Bilan de la première année, Avril 2006 – mai 2007
By Anne Huduin, équipe de Pilotage de l’atelier de capitalisation (Ouagadougou, June 2007)
INTRODUCTION
Quatre communes de la sous-région - Sirakorola au Mali, Boromo au Burkina Faso, Say au Niger et Les Aguégués au Bénin, l’association burkinabè Laboratoire Citoyennetés (LC) , l’organisation néerlandaise de développement « SNV », les instituts de recherche le LASDEL au Niger et au Bénin, l’ISH au Mali et le pôle recherche du Laboratoire Citoyennetés au Burkina, se sont engagées mi 2006 dans une démarche de recherches et d’actions pour améliorer les services publics locaux.
Un défi
Le projet relevait d’une gageure :
• Elaborer et mener un programme de recherche et d’actions dans un temps très court (moins d’un an) avec une perspective de poursuivre le processus ;
• Intervenir dans quatre communes de quatre pays différents ;
• Analyser une thématique peu étudiée : la fourniture des services publics au niveau local ;
• Conjuguer plusieurs ambitions : produire des recommandations nouvelles en direction des communes, appuyer les équipes locales de la SNV dans leur travail, mettre les équipes de chercheurs en dialogue avec les acteurs et susciter des nouvelles manières de voir et d’agir des acteurs des communes, des équipes de la SNV et des équipes de recherche;
• Composer avec un contexte de construction administrative et politique des communes, peu réceptives à ce type d’intervention…
Au terme de cette première phase exploratoire, un atelier de deux jours a permis aux acteurs du programme de mutualiser les résultats des recherches et les perspectives futures. Il a été suivi, le 24 mai 2007, d’une journée de partage des conclusions avec les parties prenantes aux processus de réformes des quatre pays concernés – associations de municipalités, ministères chargés de la tutelle, ministères chargés des réformes, partenaires techniques et financiers – et d’autres représentants de la communauté des chercheurs. Chacun a pu apprécier le potentiel des résultats et de la démarche, le mettre en parallèle avec ses propres actions et donner son avis sur les propositions de suite du programme.
Le rapport de capitalisation en cour de finalisation rend compte de manière synthétique les résultats des recherches et des débats de l’atelier de mai 2007, en vue de partager, de mettre en forum et d’introduire à une proposition de poursuite de ce programme.
Historique du programme
Le programme trouve son origine dans une idée de programme de recherches du LASDEL Niamey sur « l’Etat local » au Niger, au Burkina, au Mali et au Bénin. Les deux institutions africaines ont des objectifs et des appuis en commun ainsi que des approches complémentaires : LASDEL privilégiant la recherche , suivie de l’action, ACE-RECIT privilégiant la mutualisation de la recherche et de l’action en parallèle. Après plusieurs missions et échanges, il a été décidé que chacun se mettra à la disposition de l’autre pour les activités de recherche menées dans sa zone d’intervention et que chacun suivra sa propre approche en matière d’action.

▸ **Consigne**
Quelles sont les quatre communes engagées dans la démarche décrite par le passage ? Donnez-les, s'il vous plaît, avec leur pays.

▸ **Données extraites**
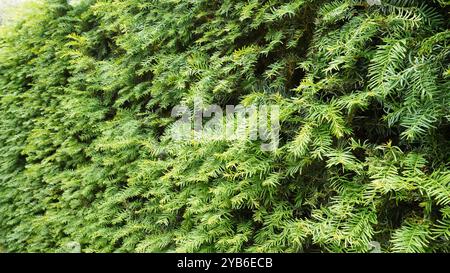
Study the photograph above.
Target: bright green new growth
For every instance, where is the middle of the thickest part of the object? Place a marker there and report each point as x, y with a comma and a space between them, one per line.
86, 93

▸ **Réponse à l'exercice**
Sirakorola au Mali, Boromo au Burkina Faso, Say au Niger et Les Aguégués au Bénin.